Box-labeled dataset extracts
----

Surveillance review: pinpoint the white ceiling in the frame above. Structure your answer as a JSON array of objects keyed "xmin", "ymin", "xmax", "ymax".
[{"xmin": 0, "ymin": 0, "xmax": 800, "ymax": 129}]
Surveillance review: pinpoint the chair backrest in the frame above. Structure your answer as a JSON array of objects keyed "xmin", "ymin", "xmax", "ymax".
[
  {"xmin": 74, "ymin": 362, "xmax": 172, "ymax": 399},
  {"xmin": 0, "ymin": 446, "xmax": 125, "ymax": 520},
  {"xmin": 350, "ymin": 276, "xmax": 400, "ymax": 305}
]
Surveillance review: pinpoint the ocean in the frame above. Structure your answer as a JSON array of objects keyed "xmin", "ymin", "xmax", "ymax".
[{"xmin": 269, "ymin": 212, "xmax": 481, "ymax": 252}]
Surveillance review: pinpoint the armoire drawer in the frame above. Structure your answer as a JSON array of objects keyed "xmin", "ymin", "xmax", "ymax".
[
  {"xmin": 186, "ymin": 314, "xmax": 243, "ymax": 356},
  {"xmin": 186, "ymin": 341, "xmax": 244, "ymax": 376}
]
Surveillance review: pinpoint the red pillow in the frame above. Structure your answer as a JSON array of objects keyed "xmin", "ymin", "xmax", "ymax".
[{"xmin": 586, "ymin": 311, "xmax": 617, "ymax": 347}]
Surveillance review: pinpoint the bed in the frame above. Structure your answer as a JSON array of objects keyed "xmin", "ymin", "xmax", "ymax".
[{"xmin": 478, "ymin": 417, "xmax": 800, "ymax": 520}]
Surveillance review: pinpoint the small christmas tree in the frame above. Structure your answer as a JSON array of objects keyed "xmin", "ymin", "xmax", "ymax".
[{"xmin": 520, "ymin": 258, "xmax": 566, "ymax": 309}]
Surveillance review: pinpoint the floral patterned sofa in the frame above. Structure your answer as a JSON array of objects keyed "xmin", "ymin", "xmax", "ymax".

----

Required task>
Rewrite the data above as a two-column Markdown table, with "Row" giving the line number and "Line" giving the text of that line. Skip any blank lines.

Full solution>
| Row | Line |
|---|---|
| 1 | Surveillance review: pinpoint the white ceiling in the frame above. Structure your answer as a JSON array of objects keyed "xmin", "ymin", "xmax", "ymax". |
| 2 | [{"xmin": 0, "ymin": 0, "xmax": 800, "ymax": 129}] |
| 3 | Surveillance review: pinpoint the chair backrest in the frame above. Structure your answer as a JSON array of objects keyed "xmin", "ymin", "xmax", "ymax". |
| 4 | [ |
| 5 |   {"xmin": 74, "ymin": 362, "xmax": 172, "ymax": 399}, |
| 6 |   {"xmin": 0, "ymin": 446, "xmax": 125, "ymax": 520}, |
| 7 |   {"xmin": 350, "ymin": 276, "xmax": 400, "ymax": 305} |
| 8 | ] |
| 9 | Surveillance review: pinpoint the ocean in the frame above. Structure your answer as a JSON array of objects keyed "xmin", "ymin", "xmax", "ymax". |
| 10 | [{"xmin": 269, "ymin": 212, "xmax": 481, "ymax": 252}] |
| 11 | Surveillance review: pinpoint the armoire drawer in the frame above. Structure your answer as a JSON array of objects keyed "xmin", "ymin", "xmax", "ymax". |
| 12 | [ |
| 13 |   {"xmin": 186, "ymin": 314, "xmax": 243, "ymax": 356}, |
| 14 |   {"xmin": 186, "ymin": 341, "xmax": 244, "ymax": 376} |
| 15 | ] |
| 16 | Surveillance review: pinpoint the red pillow in the frame above. Structure your answer as a JSON array of objects keyed "xmin", "ymin", "xmax", "ymax". |
| 17 | [{"xmin": 586, "ymin": 311, "xmax": 617, "ymax": 347}] |
| 18 | Surveillance review: pinpoint the bed in the frame above. Structure your answer as a JSON array of objects keyed "xmin", "ymin", "xmax", "ymax". |
| 19 | [{"xmin": 478, "ymin": 417, "xmax": 800, "ymax": 520}] |
| 20 | Surveillance review: pinpoint the small christmas tree in the frame above. Structure your answer as a JSON array of objects keyed "xmin", "ymin", "xmax", "ymax". |
| 21 | [{"xmin": 520, "ymin": 258, "xmax": 566, "ymax": 309}] |
| 22 | Surveillance review: pinpoint the floral patterned sofa in the frame above. Structure your answer as a JSON array of objects keyed "xmin", "ymin", "xmax", "ymax". |